Based on the entries below, how many lines contain the word "instance"? Respond with only the number.

§ Dataset entries:
——

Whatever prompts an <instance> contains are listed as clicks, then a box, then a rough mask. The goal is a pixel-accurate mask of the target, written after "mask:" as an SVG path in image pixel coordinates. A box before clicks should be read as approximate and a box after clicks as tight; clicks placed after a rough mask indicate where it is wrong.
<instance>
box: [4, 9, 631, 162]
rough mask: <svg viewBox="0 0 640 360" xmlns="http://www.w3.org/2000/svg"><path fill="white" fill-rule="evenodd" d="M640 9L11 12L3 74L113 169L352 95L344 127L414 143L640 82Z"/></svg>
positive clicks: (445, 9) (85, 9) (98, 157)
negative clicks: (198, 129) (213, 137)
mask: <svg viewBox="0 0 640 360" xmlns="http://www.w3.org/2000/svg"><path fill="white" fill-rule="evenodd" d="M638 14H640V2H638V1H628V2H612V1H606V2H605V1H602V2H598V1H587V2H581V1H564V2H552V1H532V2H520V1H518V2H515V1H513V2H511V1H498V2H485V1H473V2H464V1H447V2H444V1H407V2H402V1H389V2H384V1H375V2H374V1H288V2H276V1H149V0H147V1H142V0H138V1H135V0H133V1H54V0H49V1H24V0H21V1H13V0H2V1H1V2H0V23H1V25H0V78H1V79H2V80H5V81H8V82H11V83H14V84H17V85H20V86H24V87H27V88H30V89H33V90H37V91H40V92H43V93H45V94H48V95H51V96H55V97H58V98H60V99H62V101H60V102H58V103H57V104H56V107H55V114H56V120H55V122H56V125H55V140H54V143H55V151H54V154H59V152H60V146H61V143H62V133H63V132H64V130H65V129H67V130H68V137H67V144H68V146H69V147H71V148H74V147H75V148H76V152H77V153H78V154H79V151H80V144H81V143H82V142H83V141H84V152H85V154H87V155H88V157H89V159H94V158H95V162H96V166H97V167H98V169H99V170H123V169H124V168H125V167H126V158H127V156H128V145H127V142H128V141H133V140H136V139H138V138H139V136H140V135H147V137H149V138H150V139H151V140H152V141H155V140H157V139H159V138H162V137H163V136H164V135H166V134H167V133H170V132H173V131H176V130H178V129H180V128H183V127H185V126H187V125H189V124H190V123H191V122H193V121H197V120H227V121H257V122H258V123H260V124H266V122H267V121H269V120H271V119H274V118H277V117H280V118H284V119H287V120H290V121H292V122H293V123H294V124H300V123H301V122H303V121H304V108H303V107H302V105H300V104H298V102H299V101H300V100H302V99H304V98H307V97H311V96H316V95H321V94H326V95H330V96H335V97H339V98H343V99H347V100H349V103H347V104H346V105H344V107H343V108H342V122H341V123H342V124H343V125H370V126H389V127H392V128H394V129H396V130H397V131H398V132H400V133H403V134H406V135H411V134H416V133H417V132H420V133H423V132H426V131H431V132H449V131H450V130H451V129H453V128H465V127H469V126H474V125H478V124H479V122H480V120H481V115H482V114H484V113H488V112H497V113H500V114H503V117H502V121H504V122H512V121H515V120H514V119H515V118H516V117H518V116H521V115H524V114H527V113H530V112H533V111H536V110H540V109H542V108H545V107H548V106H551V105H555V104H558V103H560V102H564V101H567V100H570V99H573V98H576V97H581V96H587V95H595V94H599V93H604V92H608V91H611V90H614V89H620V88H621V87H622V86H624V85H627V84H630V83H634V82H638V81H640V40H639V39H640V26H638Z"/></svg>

——

§ RESULT FOR THIS EXERCISE: 2